Directive >>
Print every line of the listing below word for word, leaving out the pictures.

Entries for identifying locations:

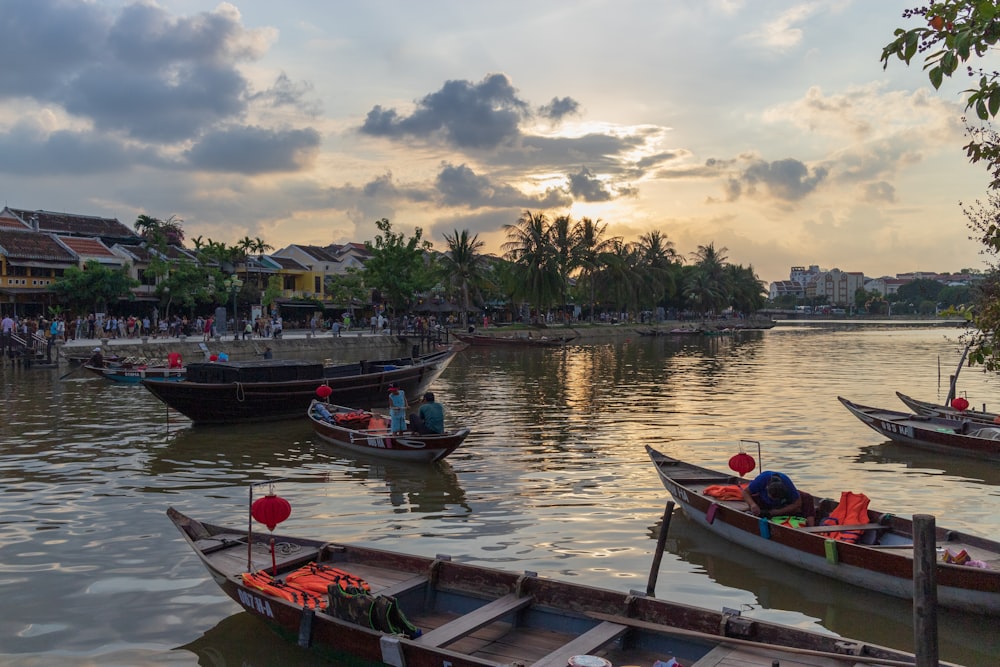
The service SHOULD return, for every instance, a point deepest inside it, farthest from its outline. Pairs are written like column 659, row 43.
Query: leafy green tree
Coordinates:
column 94, row 288
column 462, row 265
column 951, row 34
column 530, row 249
column 398, row 267
column 592, row 251
column 346, row 288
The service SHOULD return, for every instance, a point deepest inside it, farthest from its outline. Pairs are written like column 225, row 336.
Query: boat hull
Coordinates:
column 362, row 385
column 965, row 437
column 886, row 567
column 379, row 443
column 472, row 616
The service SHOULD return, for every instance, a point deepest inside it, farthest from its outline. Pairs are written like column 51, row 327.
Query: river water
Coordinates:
column 554, row 479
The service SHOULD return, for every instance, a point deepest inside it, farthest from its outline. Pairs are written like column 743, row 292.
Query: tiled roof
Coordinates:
column 32, row 245
column 70, row 223
column 289, row 263
column 88, row 247
column 317, row 252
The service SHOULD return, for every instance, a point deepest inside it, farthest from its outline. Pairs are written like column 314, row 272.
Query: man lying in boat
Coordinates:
column 773, row 494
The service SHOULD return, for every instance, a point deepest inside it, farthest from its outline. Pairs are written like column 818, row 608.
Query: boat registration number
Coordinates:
column 901, row 429
column 254, row 603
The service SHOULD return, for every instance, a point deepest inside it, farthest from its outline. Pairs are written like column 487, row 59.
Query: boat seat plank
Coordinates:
column 837, row 529
column 586, row 643
column 469, row 623
column 401, row 587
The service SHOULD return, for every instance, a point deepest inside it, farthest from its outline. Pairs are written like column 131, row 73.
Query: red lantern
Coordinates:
column 742, row 463
column 271, row 510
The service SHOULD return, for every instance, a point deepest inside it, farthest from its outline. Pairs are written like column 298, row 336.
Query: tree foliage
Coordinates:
column 398, row 267
column 95, row 287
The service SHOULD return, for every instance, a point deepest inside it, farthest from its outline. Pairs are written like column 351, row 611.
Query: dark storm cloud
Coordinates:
column 254, row 150
column 42, row 41
column 460, row 186
column 464, row 114
column 558, row 109
column 140, row 72
column 787, row 179
column 24, row 153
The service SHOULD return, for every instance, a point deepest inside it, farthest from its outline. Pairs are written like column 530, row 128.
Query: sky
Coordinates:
column 768, row 129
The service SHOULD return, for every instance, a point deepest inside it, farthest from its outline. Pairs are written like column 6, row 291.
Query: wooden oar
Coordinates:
column 672, row 630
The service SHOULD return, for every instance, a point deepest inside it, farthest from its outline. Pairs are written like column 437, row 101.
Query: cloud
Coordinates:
column 462, row 114
column 26, row 152
column 787, row 179
column 461, row 186
column 142, row 72
column 558, row 109
column 254, row 150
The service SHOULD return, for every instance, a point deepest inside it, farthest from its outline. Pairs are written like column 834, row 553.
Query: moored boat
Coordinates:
column 946, row 411
column 513, row 340
column 347, row 601
column 136, row 373
column 367, row 433
column 963, row 436
column 879, row 558
column 272, row 389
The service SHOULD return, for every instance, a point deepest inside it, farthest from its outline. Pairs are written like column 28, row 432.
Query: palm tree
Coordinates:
column 530, row 249
column 463, row 265
column 655, row 270
column 563, row 238
column 592, row 248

Answer to this task >>
The service SHOULD return, for every instance, a point deepest inside it, farthest from its outline. Pairs are written like column 659, row 43.
Query: leafy green tree
Coordinates:
column 94, row 288
column 462, row 265
column 951, row 34
column 530, row 249
column 398, row 267
column 592, row 251
column 346, row 288
The service SHOULD return, for every instance, a point deepest inside it, farthest from its outline. Pairs are written like column 225, row 336.
Query: boat hull
Coordinates:
column 362, row 385
column 965, row 437
column 886, row 567
column 379, row 443
column 472, row 616
The service SHOULD return, for every instance, a point deepest inside it, farthest from its outline. Pairs are written like column 51, row 327.
Query: river water
Coordinates:
column 554, row 479
The service SHOULD return, for every instance, a point deepest inside it, farthest from its outline. Pairs are written like column 743, row 292.
Query: tiled roof
Coordinates:
column 32, row 245
column 70, row 223
column 289, row 263
column 88, row 247
column 317, row 252
The service SHOULD return, for every instance, a point deepest inside it, farthest from its outline. Pairs are written like column 314, row 272.
Query: man lying in boat
Coordinates:
column 773, row 494
The service SHOULD return, for every instance, a point deepest inside it, farthest from its outline. Pairs are written like column 818, row 608.
Query: boat registration number
Coordinates:
column 901, row 429
column 254, row 603
The service SHOULD return, for every instance, a point deepest inside it, farthest from its outline. Pairs are written like column 487, row 59.
Query: boat seat plank
Coordinates:
column 837, row 529
column 586, row 643
column 469, row 623
column 401, row 587
The service SHOULD return, for every instance, a point deepest inside it, farthest from its outline. Pairs are written like column 131, row 73.
Query: red lantern
Coordinates:
column 742, row 463
column 271, row 510
The service SHOULD return, for every instance, a point deepest inside it, farthest from its outline. Pairs are written like column 298, row 336.
Query: tree foliage
Coordinates:
column 398, row 267
column 95, row 287
The service SHOULD return, for every instance, a point deepest inside it, farthest from its outline. Pairs are written like column 351, row 611.
Query: dark storm cloud
Coordinates:
column 254, row 150
column 42, row 41
column 460, row 186
column 464, row 114
column 558, row 109
column 140, row 72
column 787, row 179
column 24, row 153
The service SHOULD return, for every instance, a point deepest inside it, farthest from its outline. Pairs are written like column 530, row 128.
Query: sky
Coordinates:
column 768, row 129
The service SHOULD return, for every instance, a point deepest inside it, farthest from its outline. Pairs are written like column 6, row 291.
Query: wooden oar
Coordinates:
column 672, row 630
The service SHOULD return, for every instance, a point deepest inside it, farthest from its outline. Pairs are written like column 437, row 101.
Query: cloud
Coordinates:
column 462, row 114
column 26, row 152
column 787, row 179
column 461, row 186
column 142, row 72
column 558, row 109
column 254, row 150
The service SHOULD return, for every instance, a point deepest inside it, farthest from its outline. Pairs are written like column 834, row 553.
Query: moored boat
Coordinates:
column 946, row 411
column 513, row 340
column 347, row 601
column 136, row 373
column 367, row 433
column 963, row 436
column 879, row 558
column 272, row 389
The service SHOULD return, for every instance, a point deepest inside it, farthest from its outline. Pairs are written like column 28, row 432.
Query: palm tree
Coordinates:
column 530, row 249
column 463, row 265
column 655, row 270
column 563, row 238
column 592, row 248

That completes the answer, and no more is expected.